[What you will do] Show every row below that contains the word "highway", copying each such line unchanged.

[Data excerpts]
•••
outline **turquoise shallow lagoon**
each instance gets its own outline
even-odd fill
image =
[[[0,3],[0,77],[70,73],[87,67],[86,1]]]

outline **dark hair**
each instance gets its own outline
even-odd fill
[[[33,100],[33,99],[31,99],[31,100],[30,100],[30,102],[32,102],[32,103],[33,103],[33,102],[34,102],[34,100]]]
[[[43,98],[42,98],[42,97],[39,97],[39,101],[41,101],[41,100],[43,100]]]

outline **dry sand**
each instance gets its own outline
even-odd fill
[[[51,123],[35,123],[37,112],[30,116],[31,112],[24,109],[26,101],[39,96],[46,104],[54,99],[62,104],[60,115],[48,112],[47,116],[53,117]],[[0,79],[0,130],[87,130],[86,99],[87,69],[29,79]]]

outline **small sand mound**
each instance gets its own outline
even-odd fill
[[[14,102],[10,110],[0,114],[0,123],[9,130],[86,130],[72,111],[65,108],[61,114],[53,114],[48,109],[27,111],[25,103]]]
•••
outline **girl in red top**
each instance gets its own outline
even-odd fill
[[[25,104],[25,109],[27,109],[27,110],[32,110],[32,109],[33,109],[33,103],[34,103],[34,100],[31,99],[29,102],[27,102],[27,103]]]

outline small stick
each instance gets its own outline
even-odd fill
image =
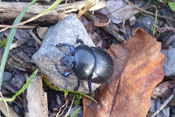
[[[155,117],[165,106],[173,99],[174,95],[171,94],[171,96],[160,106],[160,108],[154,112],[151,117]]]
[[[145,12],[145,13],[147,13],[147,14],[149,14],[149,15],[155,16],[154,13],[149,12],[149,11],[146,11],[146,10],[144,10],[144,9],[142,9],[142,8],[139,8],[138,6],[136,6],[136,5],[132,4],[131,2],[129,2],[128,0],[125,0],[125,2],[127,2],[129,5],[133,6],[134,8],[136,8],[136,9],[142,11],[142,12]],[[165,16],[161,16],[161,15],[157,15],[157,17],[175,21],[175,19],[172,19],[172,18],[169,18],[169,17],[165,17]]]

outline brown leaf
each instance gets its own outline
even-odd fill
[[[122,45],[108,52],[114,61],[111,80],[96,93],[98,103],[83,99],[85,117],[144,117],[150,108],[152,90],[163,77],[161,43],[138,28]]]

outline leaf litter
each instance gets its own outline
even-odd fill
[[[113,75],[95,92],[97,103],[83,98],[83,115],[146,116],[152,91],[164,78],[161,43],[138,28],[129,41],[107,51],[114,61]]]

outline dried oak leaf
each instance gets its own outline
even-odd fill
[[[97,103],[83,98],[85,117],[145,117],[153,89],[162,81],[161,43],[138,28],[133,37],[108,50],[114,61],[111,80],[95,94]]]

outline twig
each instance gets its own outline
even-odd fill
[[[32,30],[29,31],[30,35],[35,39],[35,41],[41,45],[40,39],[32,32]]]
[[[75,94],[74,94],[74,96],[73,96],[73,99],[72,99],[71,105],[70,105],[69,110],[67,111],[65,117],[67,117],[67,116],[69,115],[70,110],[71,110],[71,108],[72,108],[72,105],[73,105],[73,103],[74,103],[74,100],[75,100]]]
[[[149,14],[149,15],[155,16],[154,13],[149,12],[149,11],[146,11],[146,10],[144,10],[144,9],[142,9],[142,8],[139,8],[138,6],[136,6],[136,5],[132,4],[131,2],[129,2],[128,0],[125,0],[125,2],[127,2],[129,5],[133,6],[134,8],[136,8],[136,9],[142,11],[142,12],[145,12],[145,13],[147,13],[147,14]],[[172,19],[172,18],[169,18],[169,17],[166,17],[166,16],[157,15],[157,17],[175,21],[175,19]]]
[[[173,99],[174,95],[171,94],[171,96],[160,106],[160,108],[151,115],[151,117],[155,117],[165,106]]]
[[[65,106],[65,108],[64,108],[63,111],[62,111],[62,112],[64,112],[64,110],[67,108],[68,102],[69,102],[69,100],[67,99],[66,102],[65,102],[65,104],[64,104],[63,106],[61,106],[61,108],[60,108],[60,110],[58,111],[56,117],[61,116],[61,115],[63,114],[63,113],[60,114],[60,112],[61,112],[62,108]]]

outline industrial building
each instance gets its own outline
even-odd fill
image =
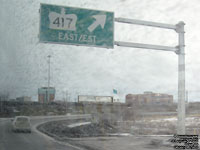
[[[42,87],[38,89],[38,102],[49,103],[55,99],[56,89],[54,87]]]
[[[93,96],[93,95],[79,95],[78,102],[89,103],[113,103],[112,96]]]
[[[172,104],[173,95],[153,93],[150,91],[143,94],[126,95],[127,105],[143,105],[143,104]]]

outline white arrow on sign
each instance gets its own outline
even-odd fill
•••
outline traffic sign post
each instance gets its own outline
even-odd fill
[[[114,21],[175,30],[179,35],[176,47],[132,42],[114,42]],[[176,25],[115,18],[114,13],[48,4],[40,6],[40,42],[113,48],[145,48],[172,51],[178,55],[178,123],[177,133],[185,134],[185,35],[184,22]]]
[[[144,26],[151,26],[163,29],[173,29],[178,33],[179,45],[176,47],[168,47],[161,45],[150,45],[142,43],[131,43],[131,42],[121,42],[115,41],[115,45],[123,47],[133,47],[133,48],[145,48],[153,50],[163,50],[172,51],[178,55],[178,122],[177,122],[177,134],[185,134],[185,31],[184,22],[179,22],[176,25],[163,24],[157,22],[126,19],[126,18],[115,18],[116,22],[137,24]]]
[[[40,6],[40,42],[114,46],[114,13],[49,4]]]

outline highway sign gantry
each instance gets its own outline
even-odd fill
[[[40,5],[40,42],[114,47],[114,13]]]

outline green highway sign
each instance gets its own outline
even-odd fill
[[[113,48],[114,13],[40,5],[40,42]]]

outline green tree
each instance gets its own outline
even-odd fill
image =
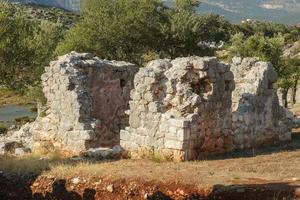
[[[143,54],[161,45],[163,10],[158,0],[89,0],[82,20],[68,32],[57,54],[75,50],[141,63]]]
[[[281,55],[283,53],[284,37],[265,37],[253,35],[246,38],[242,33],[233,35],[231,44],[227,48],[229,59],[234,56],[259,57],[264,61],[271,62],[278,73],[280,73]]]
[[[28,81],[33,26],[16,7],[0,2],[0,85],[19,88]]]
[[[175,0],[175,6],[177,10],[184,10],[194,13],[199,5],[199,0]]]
•••
[Answer in full]
outline highway sign gantry
outline green highway sign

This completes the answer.